Required action A: Copy the passage of the GNUmed mailing-list reply starting at "- bring along" and ending at "over port 80.", renaming every "proxy" to "relay".
Required action B: In the GNUmed mailing-list reply, condense the paragraph beginning "That way end-to-end encryption" into a single shorter sentence that keeps its main facts.

Text under study:
•••••
From: Karsten Hilbert
Subject: Re: [Gnumed-devel] GNUmed (debian) servers and security
Date: Wed, 30 Jan 2008 01:16:50 +0100

> Many doctors have a need to connect to their EMR from inside the  
> hospital. Even the doctors who let others look after their patients  
> when in hospital, in many cases, still visit the patients at least in  
> special cases or may be at the hospital for other reasons. It would  
> not be unusual for at least some GPs to spend 30 or more minutes per  
> day at a hospital at least a couple of times per week (in some cases  
> they might spend a full morning or afternoon) and the inability to  
> connect to their EMR from inside the hospital is not going to be  
> acceptable.
I see the use case (it is *very* rare here in Germany).

I think that it is the hospital IT staff's job to provide medical staff with 
the tools they need. Which includes port 5432 access to certain outside 
machines from within the hospital. But I can just see it happen the need to be 
denied.

> Some hospitals might soon provide enough wireless access that a  
> doctor with their own laptop might be able to set up a VPN, but the  
> majority I am sure will find ports and VPNs blocked. So I think that  
> doctors who could have a copy of GNUmed on a hospital machine (or USB  
> stick) still have to be able to connect via ports 80 or 443 without a  
> VPN.
Sure.

> For the purpose of a doctor accessing a single patient (or small  
> number of patients' EMR) it is acceptable to let the hospital proxy  
> decrypt and re-encrypt the doctor's SSL traffic to their GNUmed EMR.
I wouldn't recommend that.

> I think it is important to prevent man-in-the-middle attacks on the  
> connection between the hospital and the GNUmed server so unless the  
> hospital offered some tunnel to this server then the SSL would be  
> needed unless people figure some other way for a secure connection

I would go about it like this:

- bring along a bootable Debian-CD with the GNUmed client on it
  and boot that on a hospital machine
- or bring a laptop and connect that
- setup a proxy in my practice listening on port 80 and
  forwarding that to port 5432 on the database machine
- in the hospital point the client at port 80 of the proxy in
  my practice - the connect should work as port 80 is open
- make sure my client and my server both support SSL

That way end-to-end encryption from my laptop/live CD to my server is ensured 
and accessibility is achieved by tunneling over port 80.
•••••
Recorded data:
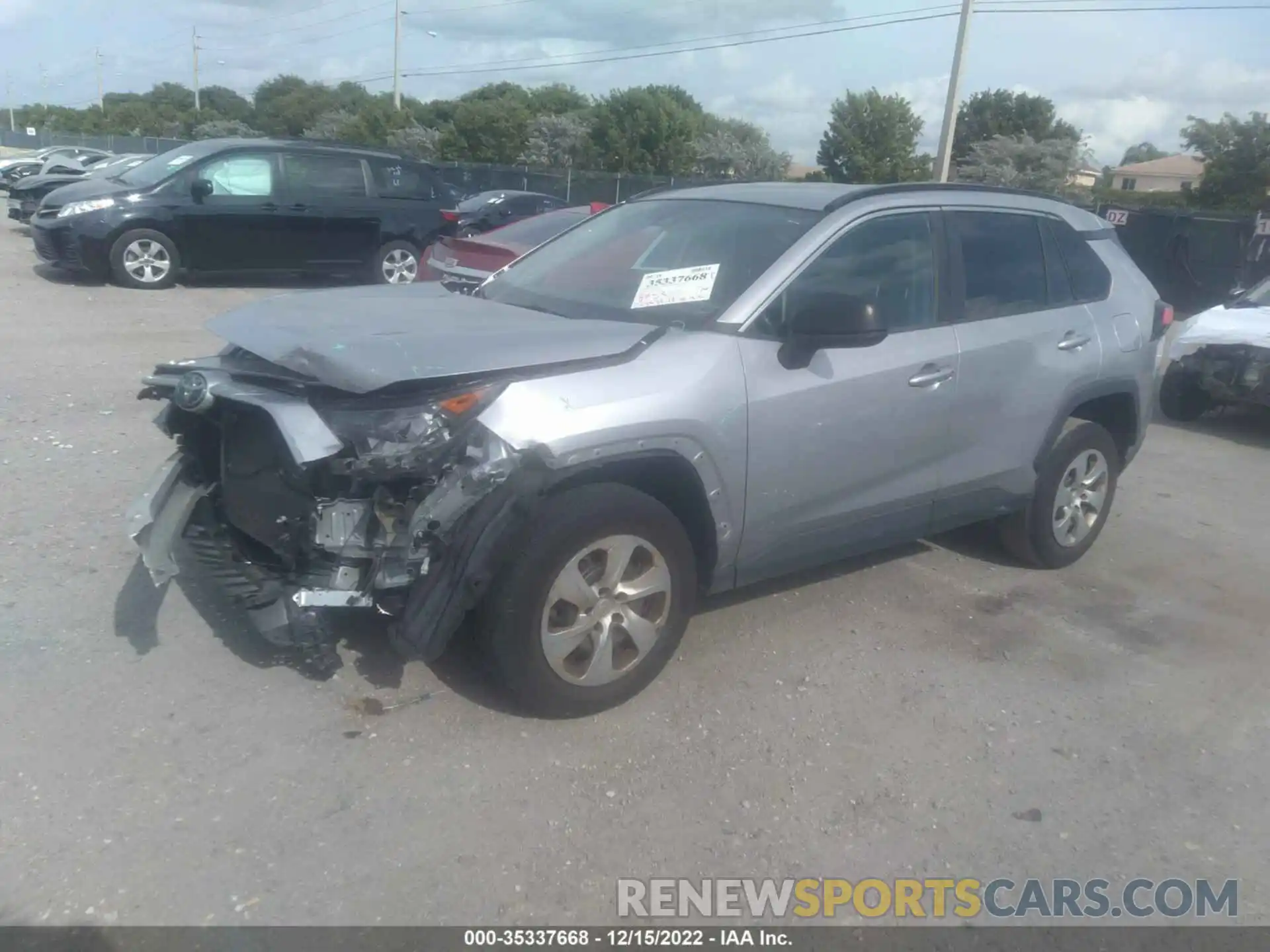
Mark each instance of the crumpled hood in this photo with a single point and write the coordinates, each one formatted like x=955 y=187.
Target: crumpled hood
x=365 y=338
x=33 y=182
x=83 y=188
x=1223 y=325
•••••
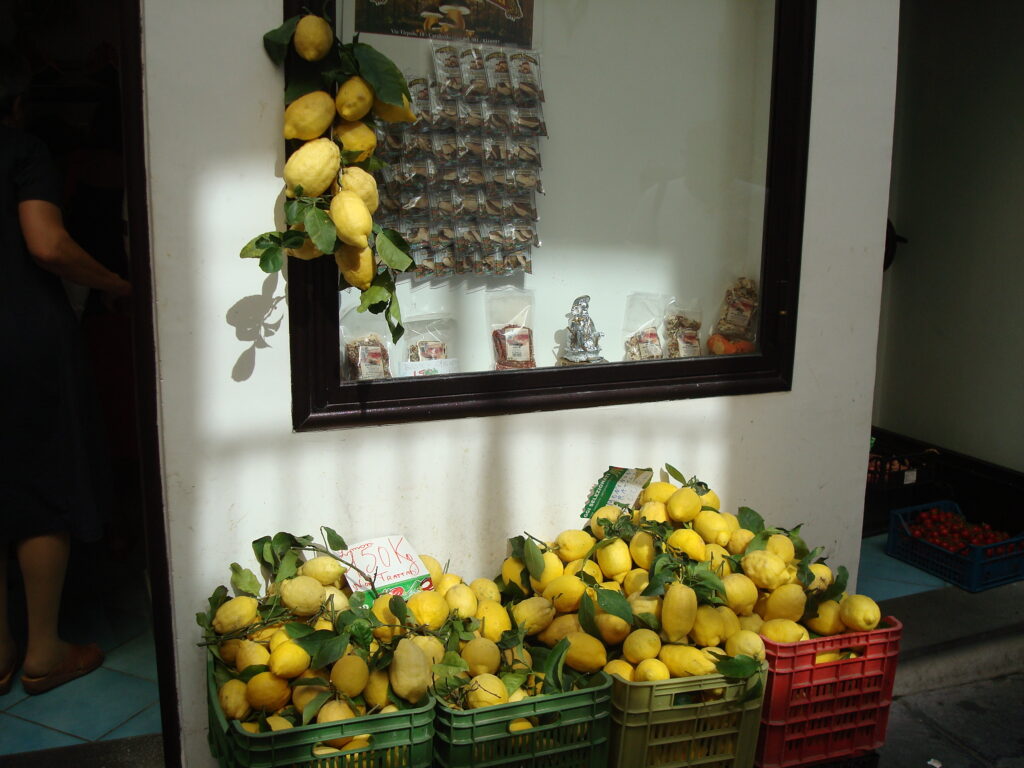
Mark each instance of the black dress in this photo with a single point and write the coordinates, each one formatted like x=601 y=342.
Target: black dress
•••••
Task output A:
- bring along a bootable Debian-CD with the GNUmed client on it
  and boot that on a hospital machine
- or bring a laptop and connect that
- setup a relay in my practice listening on port 80 and
  forwarding that to port 5432 on the database machine
- in the hospital point the client at port 80 of the relay in
  my practice - the connect should work as port 80 is open
- make sure my client and my server both support SSL

That way end-to-end encryption from my laptop/live CD to my server is ensured 
and accessibility is achieved by tunneling over port 80.

Task output B: This gives end-to-end encryption from my laptop or live CD to my server, with access achieved by tunneling over port 80.